DOCUMENT PASSAGE:
________
Real quick before I get started: I’ve excluded GT, Super, Daima,
the movies and the video games for various reasons. Either I’m not experienced
enough with those series or I don’t want to count them because they aren’t
canon. Maybe in the future I’ll talk about the most brutal fights in those, or
perhaps do an update video where I pepper in fights from those into this
already existing list. Kind of like how the Bravo 100 Scariest Movie Moments list
was usurped by the Shudder 101 Scariest Movie Moments list. Enough with the chat,
let’s get to the list, starting with:
15. GOKU VS. ANDROID 19
Oh, man, we are starting off with a heavy one, I could have
justifiably put this one higher on the list. Okay—imagine you’re having a heart
attack, or if you can’t, remember the sickest you’ve ever been. Now, you’re just
starting to feel the effects of your illness when you have to lace up and fight
against an automaton who is out to absorb your energy and crush your life out
of you.
Goku gives a strong start here, but it’s obvious to the
smarter Z fighters and to the audience almost immediately that Goku isn’t
fighting the way he usually does. He’s fighting the way he might during the
middle of the fight when it’s gotten serious and he’s already taken some
injuries. Think about the middle of the Frieza fight, when he was trying to
keep up with Frieza at 50% power and just getting dunked on. The difference is
19 hasn’t landed a hit in the first half of the fight, but then, why does Goku
seem so… exhausted? So gassed, desperate even? He doesn’t have that confident
smirk, that mid-fight banter with his opponent, there’s no warming up or styling,
Goku’s love of the fight has been replaced with this deadly urgency to just
power through, all the while 19 takes hit after hit but gets back up, unencumbered
by the damage he’s taken.
________
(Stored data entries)
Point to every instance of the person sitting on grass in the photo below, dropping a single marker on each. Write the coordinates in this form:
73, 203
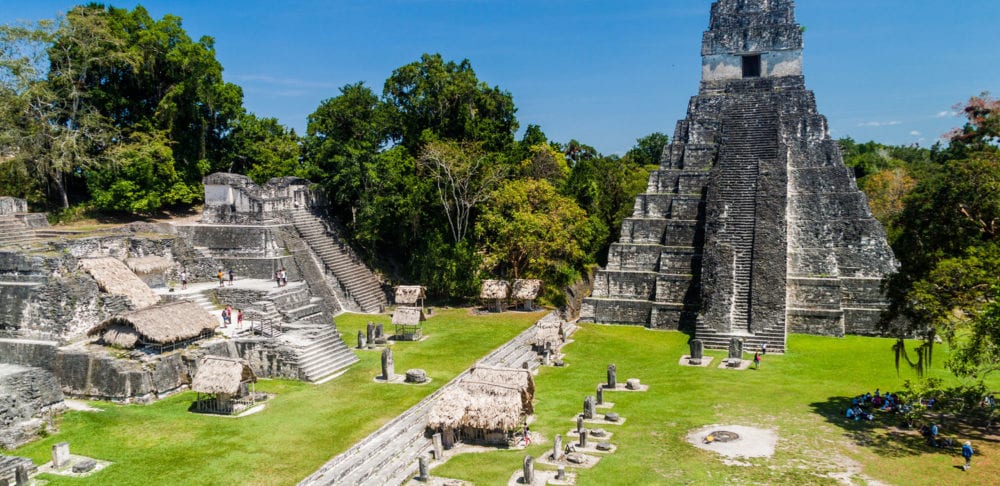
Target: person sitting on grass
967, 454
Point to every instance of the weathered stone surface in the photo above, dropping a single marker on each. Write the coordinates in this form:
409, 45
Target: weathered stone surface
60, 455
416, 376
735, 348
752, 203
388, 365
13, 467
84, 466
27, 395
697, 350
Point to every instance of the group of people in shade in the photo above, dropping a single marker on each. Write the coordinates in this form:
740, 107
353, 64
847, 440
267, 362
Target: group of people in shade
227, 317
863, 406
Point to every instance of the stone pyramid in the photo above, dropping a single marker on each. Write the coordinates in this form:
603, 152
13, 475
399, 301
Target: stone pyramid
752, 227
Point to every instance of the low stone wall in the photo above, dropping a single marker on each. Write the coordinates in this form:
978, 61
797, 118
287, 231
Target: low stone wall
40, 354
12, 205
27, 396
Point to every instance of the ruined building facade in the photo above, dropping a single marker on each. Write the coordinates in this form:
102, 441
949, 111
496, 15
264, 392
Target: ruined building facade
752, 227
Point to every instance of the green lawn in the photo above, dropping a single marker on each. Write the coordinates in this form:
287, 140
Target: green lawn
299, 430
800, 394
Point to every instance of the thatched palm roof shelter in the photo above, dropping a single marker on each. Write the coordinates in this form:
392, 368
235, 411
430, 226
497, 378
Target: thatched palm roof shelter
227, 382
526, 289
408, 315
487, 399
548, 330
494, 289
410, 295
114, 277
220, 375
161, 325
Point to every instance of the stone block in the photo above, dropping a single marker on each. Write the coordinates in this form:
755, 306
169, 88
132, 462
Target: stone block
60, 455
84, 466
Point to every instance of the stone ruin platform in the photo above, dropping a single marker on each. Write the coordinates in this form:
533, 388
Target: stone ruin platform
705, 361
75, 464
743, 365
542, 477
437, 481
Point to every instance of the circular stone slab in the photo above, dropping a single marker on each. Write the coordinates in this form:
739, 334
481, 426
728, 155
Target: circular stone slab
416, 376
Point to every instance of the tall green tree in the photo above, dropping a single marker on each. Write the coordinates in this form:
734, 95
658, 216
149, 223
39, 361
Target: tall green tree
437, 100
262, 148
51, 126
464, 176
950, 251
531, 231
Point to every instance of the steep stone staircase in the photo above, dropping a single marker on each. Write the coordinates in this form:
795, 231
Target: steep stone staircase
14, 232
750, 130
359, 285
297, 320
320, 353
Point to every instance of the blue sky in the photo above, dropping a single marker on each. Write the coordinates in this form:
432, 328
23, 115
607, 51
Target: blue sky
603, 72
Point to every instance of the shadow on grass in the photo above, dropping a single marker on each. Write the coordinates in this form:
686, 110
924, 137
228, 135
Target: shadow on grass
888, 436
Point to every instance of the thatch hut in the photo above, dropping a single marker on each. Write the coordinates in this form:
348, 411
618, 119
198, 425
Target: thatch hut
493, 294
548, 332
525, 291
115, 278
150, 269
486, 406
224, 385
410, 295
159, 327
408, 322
________
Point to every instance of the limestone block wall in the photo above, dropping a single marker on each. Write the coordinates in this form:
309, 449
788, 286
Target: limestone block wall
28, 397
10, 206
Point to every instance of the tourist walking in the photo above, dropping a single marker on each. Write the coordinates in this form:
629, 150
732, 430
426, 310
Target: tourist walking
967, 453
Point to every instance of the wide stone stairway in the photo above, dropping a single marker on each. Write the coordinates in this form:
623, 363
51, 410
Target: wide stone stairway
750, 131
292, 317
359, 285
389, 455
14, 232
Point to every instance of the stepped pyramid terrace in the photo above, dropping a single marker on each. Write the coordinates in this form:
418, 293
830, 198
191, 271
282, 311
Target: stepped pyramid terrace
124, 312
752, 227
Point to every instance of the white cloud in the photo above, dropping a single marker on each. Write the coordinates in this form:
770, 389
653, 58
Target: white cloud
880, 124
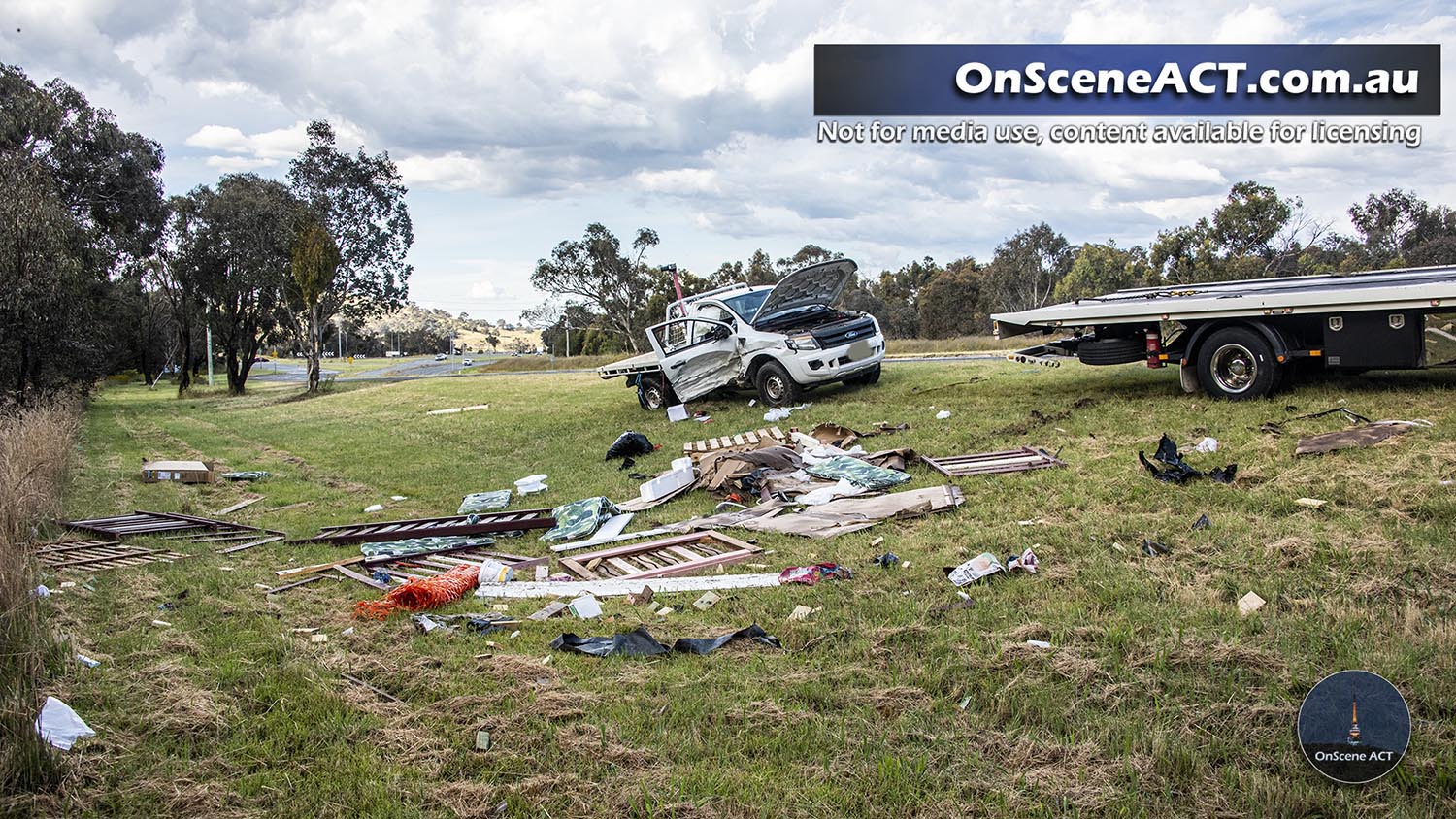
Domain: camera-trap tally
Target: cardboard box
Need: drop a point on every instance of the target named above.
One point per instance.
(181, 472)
________
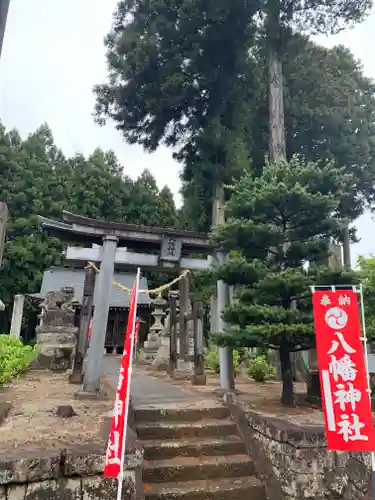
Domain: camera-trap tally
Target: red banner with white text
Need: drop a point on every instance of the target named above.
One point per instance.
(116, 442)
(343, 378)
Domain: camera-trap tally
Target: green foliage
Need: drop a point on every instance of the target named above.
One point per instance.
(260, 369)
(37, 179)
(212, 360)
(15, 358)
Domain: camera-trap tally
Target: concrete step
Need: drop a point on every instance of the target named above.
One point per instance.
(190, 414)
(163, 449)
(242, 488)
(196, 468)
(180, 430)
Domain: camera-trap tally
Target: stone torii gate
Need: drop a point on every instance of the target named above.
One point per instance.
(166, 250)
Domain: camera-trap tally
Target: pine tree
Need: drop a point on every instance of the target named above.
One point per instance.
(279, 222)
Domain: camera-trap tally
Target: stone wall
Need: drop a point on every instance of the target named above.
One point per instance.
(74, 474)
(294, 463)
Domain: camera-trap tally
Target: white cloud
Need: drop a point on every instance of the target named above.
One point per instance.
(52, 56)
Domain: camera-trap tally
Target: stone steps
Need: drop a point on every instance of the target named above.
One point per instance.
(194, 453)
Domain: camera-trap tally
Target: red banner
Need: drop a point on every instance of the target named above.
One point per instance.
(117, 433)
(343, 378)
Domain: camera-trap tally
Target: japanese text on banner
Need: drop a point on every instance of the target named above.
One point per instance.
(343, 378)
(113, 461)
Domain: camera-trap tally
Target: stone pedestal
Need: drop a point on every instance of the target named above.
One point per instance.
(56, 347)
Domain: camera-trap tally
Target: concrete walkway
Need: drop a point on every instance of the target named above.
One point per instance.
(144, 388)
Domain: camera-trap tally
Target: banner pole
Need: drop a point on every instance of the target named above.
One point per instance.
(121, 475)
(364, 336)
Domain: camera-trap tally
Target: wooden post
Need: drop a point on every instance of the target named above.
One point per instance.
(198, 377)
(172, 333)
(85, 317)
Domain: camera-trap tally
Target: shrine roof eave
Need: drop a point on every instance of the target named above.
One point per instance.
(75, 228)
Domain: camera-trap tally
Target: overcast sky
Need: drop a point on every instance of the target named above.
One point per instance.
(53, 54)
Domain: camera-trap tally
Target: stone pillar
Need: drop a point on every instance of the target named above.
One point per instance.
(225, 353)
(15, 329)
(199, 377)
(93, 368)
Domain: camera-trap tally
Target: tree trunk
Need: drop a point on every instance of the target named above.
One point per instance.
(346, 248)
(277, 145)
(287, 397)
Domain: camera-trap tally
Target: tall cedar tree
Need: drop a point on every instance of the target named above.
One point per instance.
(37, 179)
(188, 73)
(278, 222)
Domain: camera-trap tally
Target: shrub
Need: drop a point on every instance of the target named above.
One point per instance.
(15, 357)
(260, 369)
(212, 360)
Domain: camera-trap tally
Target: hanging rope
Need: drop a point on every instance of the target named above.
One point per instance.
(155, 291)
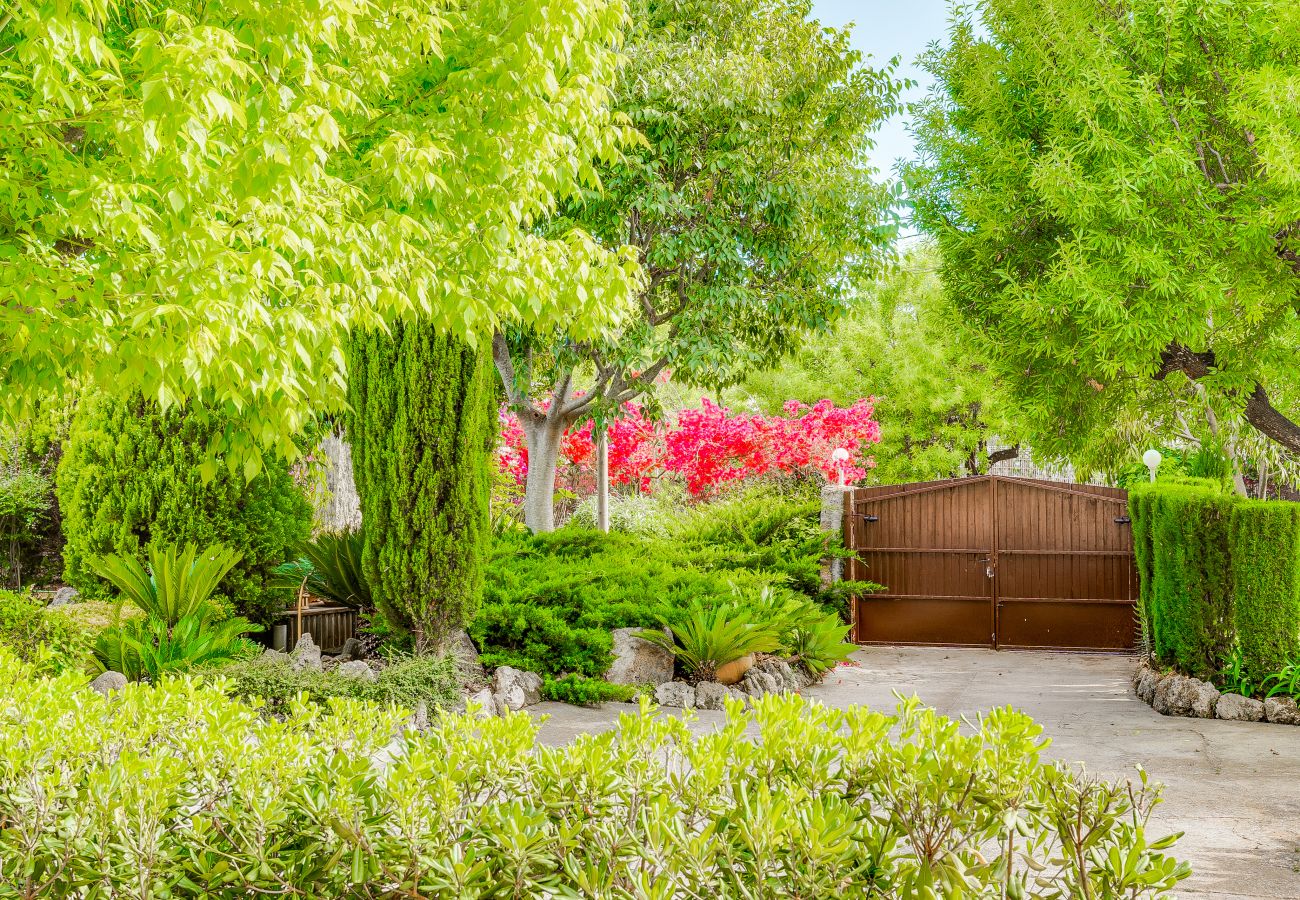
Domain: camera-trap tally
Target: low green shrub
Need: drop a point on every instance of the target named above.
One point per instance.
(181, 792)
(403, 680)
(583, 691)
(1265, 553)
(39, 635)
________
TASKS TO CARRY OUT:
1: Which series or media does the fight-ranking excerpt say are excluded from the list?
2: In the fight-ranking excerpt, which fight is placed at number 15?
3: Summarize the fight-ranking excerpt in two sentences.
The stored data entries are separate material, unrelated to the fight-ranking excerpt.

ANSWERS FOR THE TASKS:
1:
- GT
- Super
- Daima
- The movies
- The video games

2: Goku vs. Android 19.

3: Before starting the list, the writer excludes GT, Super, Daima, the movies and the video games, either from lack of experience with them or because they aren't canon, and mentions possibly covering them in the future. The first fight, ranked 15, is Goku vs. Android 19, which the writer compares to fighting while seriously ill: Goku seems exhausted and desperate rather than confident, while 19 takes hit after hit but keeps getting back up.